__EXERCISE__
Write out the entries below again, substituting "text prompt" for "textual query" and leaving every other part as it is.
* * *
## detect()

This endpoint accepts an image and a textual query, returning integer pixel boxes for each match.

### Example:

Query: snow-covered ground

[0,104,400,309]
* * *
__SOLUTION TO THIS PROBLEM__
## detect()

This endpoint accepts an image and a text prompt, returning integer pixel boxes for each match.

### Example:

Query: snow-covered ground

[0,104,400,309]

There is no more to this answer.